*PROBLEM REQUIREMENTS*:
Set the data down once more, exactly as it is written.

[Region pointing data]
───
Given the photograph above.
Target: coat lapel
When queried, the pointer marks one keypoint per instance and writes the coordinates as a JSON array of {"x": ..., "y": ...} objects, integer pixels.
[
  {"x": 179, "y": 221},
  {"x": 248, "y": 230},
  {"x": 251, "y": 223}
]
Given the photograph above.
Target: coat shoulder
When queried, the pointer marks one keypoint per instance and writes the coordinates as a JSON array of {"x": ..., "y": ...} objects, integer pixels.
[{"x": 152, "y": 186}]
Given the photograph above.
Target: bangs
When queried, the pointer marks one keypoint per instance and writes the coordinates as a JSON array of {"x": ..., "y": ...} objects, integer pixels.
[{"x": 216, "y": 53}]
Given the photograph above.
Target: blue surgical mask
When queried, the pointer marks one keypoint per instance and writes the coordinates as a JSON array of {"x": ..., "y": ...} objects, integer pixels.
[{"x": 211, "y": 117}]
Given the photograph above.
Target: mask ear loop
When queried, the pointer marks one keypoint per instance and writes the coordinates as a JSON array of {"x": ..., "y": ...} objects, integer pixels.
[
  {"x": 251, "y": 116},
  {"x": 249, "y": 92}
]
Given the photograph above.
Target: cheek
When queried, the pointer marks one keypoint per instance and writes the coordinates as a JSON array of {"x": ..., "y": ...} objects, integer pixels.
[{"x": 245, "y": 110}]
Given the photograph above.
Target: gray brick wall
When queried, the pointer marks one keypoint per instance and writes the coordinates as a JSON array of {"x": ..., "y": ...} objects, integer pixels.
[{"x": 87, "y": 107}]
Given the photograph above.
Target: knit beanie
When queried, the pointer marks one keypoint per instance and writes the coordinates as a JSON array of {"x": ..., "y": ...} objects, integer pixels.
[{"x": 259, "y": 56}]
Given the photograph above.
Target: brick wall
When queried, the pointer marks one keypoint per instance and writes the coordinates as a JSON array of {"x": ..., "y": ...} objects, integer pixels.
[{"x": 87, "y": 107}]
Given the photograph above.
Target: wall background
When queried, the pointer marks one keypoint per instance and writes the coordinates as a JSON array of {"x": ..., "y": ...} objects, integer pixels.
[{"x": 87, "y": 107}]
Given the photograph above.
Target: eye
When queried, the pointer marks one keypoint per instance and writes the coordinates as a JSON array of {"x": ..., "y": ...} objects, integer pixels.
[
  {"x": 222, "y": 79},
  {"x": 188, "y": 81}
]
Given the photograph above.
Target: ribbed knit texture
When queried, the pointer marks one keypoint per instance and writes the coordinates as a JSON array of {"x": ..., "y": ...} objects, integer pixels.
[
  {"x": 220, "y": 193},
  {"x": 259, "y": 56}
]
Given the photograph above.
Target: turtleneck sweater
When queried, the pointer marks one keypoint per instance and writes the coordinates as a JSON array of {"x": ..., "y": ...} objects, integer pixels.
───
*RESPONSE TO THE TASK*:
Given the photograph above.
Target: coat lapel
When queried, the pointer marks one keypoint per instance and writes the coordinates as a JSON array of {"x": ..., "y": ...} objects, integer pixels.
[
  {"x": 179, "y": 221},
  {"x": 248, "y": 230},
  {"x": 251, "y": 223}
]
Given the photograph above.
Target: coat shoulder
When queried, the pointer marks one keypoint per instance and writes the coordinates as a JSON array of {"x": ..., "y": ...} objects, integer pixels.
[{"x": 152, "y": 186}]
Given the photograph above.
Target: bangs
When queried, the pointer marks one keypoint per instance and writes the coordinates as a JSON array of {"x": ..., "y": ...} objects, integer pixels.
[{"x": 216, "y": 53}]
Given the photograph above.
Target: blue surgical mask
When queried, the pointer marks one keypoint per instance and writes the coordinates as a JSON array of {"x": ..., "y": ...} objects, integer pixels.
[{"x": 211, "y": 117}]
Given the photograph above.
Target: mask ear loop
When queried, the pointer marks one keypoint per instance and writes the coordinates as a JSON array of {"x": ..., "y": ...} objects, integer pixels.
[
  {"x": 251, "y": 116},
  {"x": 249, "y": 92}
]
Given the photograph above.
Target: cheek
When queried, the pointer marks one keypoint per instance and writes the coordinates as a JSON array of {"x": ..., "y": ...} objects, integer pixels.
[{"x": 245, "y": 110}]
Given the photograph above.
Target: gray brick wall
When queried, the pointer marks one keypoint per instance and writes the coordinates as a JSON array of {"x": ..., "y": ...} objects, integer pixels.
[{"x": 87, "y": 107}]
Given the photograph above.
Target: knit beanie
When queried, the pointer marks one keypoint per instance and writes the coordinates as a JSON array of {"x": ..., "y": ...} objects, integer pixels.
[{"x": 259, "y": 56}]
Given the photograph above.
Target: brick wall
When queried, the pointer marks one keypoint per instance and writes the coordinates as a JSON array of {"x": ..., "y": ...} objects, integer pixels.
[{"x": 87, "y": 107}]
Given the photograph above.
Target: wall background
When queried, the pointer marks one keypoint per instance and writes the coordinates as a JSON array of {"x": ..., "y": ...} objects, integer pixels.
[{"x": 87, "y": 107}]
Given the photograph above.
Target: eye
When queried, the pointer marks one keypoint per instance and writes the coordinates as a JSON array of {"x": ..., "y": ...} objects, integer pixels.
[
  {"x": 222, "y": 79},
  {"x": 188, "y": 81}
]
Given the photograph above.
Target: ribbed knit texture
When queried, the pointer marks one keypoint per instance and writes the coordinates as a JSON array of {"x": ..., "y": ...} objects, integer pixels.
[
  {"x": 220, "y": 193},
  {"x": 259, "y": 56}
]
Given the photograph above.
Target: turtleneck sweater
When queried, the pointer marks one keypoint per instance and writes the coordinates as a JSON array of {"x": ..., "y": ...} objects, integer pixels.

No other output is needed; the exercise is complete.